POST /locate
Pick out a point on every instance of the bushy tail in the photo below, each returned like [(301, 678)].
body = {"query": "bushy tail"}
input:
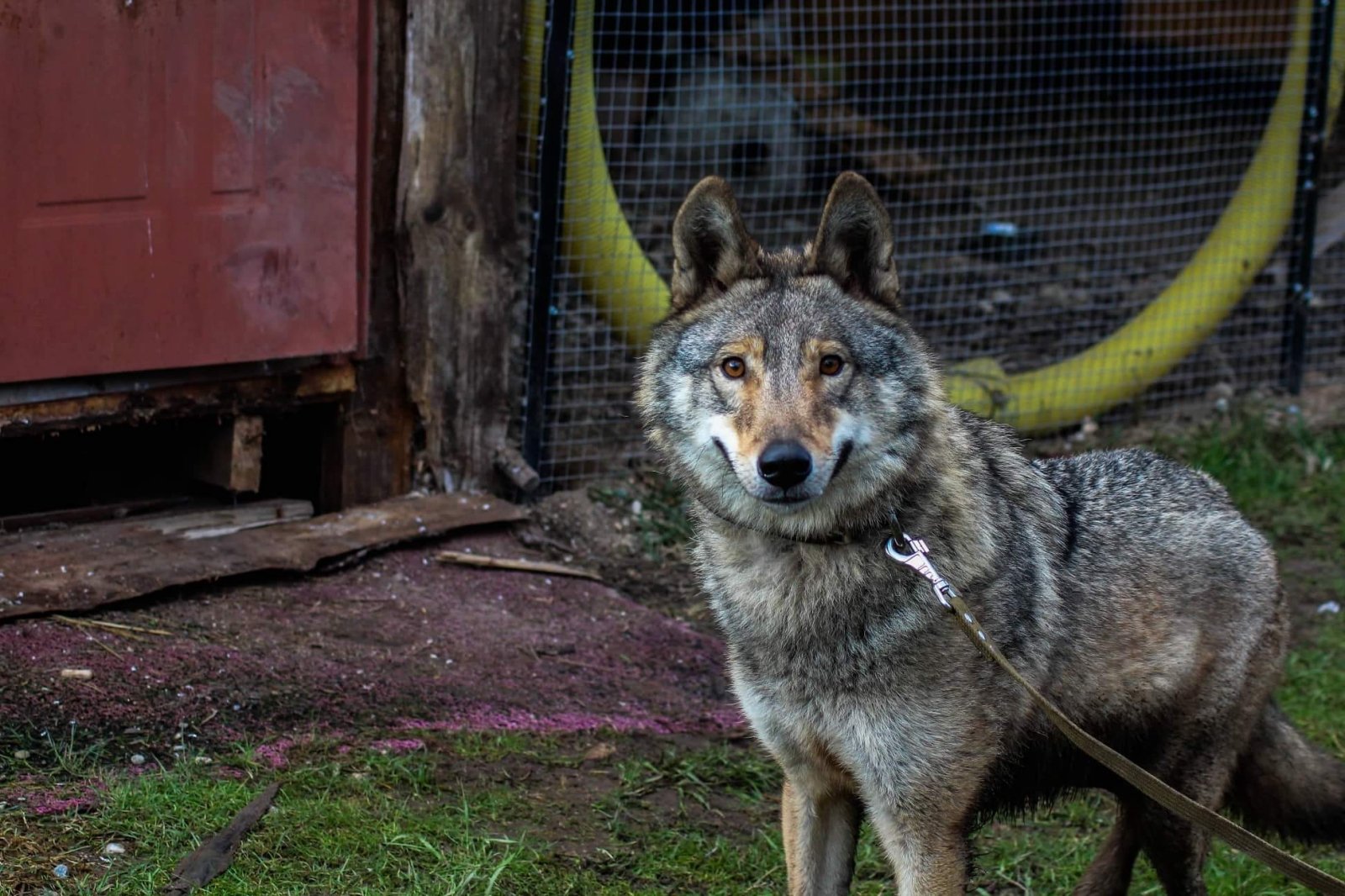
[(1288, 786)]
======
Please lay out the records above as a two-column CSV with the headers record_text and answer, one row per record. Put each record's text and its answer in a single quoted field, turn line breaks into spaces, and leave out the pictures.

record_text,answer
"POST /locate Pick out a point on every instance of the bushy tail in the photo below, each returned like [(301, 678)]. body = {""query"": ""bushy tail""} input:","[(1288, 786)]"